- [SHORT TASK]
Rewrite the material below, swapping every "innermost point" for "deepest point" and keeping everything else the same. Leave the pictures out of your answer.

━━━━━━━━

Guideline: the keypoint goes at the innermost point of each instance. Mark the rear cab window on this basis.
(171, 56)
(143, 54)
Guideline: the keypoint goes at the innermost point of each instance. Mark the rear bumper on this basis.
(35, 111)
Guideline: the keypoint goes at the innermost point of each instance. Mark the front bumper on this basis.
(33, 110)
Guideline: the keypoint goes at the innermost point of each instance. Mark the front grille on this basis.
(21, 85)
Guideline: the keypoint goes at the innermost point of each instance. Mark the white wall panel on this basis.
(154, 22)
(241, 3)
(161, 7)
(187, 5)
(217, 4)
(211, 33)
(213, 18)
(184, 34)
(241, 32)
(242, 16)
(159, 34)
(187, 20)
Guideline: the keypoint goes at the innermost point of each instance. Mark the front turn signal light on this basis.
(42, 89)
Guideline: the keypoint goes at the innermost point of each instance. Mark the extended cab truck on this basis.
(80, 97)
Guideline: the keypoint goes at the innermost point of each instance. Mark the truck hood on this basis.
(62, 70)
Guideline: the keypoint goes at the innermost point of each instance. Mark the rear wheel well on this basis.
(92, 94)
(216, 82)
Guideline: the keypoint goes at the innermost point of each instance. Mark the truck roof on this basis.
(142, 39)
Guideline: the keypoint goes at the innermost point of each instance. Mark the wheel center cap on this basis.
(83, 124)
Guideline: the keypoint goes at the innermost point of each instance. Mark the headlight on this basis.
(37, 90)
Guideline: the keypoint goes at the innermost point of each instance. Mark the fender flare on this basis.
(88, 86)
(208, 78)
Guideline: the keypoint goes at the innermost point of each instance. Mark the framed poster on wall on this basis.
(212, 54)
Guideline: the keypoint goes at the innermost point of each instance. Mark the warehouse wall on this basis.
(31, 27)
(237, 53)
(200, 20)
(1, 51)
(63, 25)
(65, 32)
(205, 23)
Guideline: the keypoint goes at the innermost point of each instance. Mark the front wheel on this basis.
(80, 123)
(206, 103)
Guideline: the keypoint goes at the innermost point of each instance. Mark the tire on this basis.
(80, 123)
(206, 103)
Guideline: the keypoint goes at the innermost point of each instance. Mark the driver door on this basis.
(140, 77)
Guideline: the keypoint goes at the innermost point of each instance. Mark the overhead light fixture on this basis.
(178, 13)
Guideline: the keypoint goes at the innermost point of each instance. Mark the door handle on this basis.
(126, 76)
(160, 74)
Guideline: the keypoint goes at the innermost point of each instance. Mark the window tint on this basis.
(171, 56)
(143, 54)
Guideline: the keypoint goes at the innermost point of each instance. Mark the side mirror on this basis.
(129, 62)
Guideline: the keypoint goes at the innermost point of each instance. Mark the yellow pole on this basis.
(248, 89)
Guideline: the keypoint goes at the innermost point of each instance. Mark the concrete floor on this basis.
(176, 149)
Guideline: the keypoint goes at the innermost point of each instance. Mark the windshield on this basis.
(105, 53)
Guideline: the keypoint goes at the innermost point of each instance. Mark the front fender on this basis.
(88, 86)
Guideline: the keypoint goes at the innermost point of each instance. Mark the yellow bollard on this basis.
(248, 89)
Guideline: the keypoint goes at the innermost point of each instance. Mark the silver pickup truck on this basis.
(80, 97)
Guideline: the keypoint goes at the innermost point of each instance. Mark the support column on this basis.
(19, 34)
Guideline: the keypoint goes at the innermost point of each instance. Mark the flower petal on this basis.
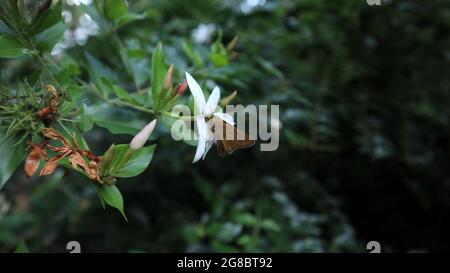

━━━━━━━━

- [TASK ANSWER]
Guideline: the keypoint goes at the deepest point of each instance. Mark the rear cab window on this basis.
(171, 56)
(143, 54)
Guideline: the keypoint goes at the deepest point of each instance. Mark the rear bumper on this basis.
(35, 111)
Guideline: the keypoint goes at the deepest point of each instance. Mark the front bumper on this basis.
(33, 110)
Guideline: the keypoint goes at the deepest point of each instance. Mark the front grille on this basis.
(21, 85)
Guideline: the keypoint goes at the deepest point of each instance. Mark the white wall panel on this basis.
(154, 22)
(241, 3)
(161, 7)
(187, 5)
(217, 4)
(211, 33)
(213, 18)
(184, 34)
(241, 32)
(242, 16)
(159, 34)
(187, 20)
Guideline: the keypoint goes at the deepest point of each instance. Mark the front turn signal light on this basis.
(42, 89)
Guideline: the keypoint goes at the deepest point of each instance. Mark the extended cab truck on this basis.
(80, 97)
Guideline: the keypoint goes at the deepest point of each instance. Mark the truck hood on this basis.
(62, 70)
Guideline: the keypoint goes at the deepest point of each instance. Mark the rear wheel well on this basis.
(92, 94)
(216, 82)
Guideline: the keypoint goes at the deepest point of each instance. Mark the truck roof on this basis.
(142, 39)
Guideline: the keypoint goes at the deepest point of each instance. Mark the wheel center cap on this basis.
(83, 124)
Guideline: the keypoint goes at the deepest point of each instance. Mark the headlight on this basis.
(37, 90)
Guideline: the keypoint goes at the deepest point of each instance. Mark the fender flare on this basis.
(88, 86)
(208, 78)
Guideline: the keypoint goes at the deepest point of each instance. Mark the framed poster on wall on this basis.
(212, 54)
Guideline: the keypoint goes at the deepest point of each instance. Mark the warehouse wall on this basis.
(31, 27)
(237, 53)
(200, 20)
(1, 51)
(63, 25)
(65, 32)
(205, 23)
Guideline: the keypoint goes at the deepest point of each instance. Mark the front wheel on this basis.
(80, 123)
(206, 103)
Guideline: the keypoint goes at the deepest point of each instance. Mark the tire on this basis.
(80, 123)
(206, 103)
Guideline: the keypoint goes at the deepest point of each instance. Mark the driver door on this basis.
(140, 77)
Guideline: the keypoint goes at the deepest point of each instance. Mark the overhead light fixture on this basis.
(178, 13)
Guideline: the keypoint goes at the deepest point of each instance. Mark the door handle on this basis.
(126, 76)
(160, 74)
Guideline: the keypoint goes at the deepest point of each instance. Mark the window tint on this basis.
(171, 56)
(143, 54)
Guideline: the keypoint goes at the deepest point of each instance. Mark the side mirror on this basis.
(129, 62)
Guideline: the keypoint goes at the deepest point of each instance. Mark the yellow pole on this basis.
(248, 89)
Guideline: the keypoint goes at the deepest point of each instance. Mark the concrete floor on this basis.
(176, 149)
Guideline: the keypoint goes at the deepest point of each instance. Mark the windshield on this basis.
(105, 53)
Guideline: the keypoint goes at the deepest point of each instance. Mark the front fender on this basis.
(88, 86)
Guideline: the keypoint goes at the deepest point of each instance. Mark the yellow bollard on this basis.
(248, 89)
Guideline: the keypoint goes at the deepest point of each instance. Mark the silver pickup truck on this basis.
(80, 97)
Guideline: the keypoint goes at the deepest point of each instance. Mark the support column on this basis.
(19, 34)
Guideline: the keypoint goes at the deepest point of each instance. Mark the flower petal on this basis.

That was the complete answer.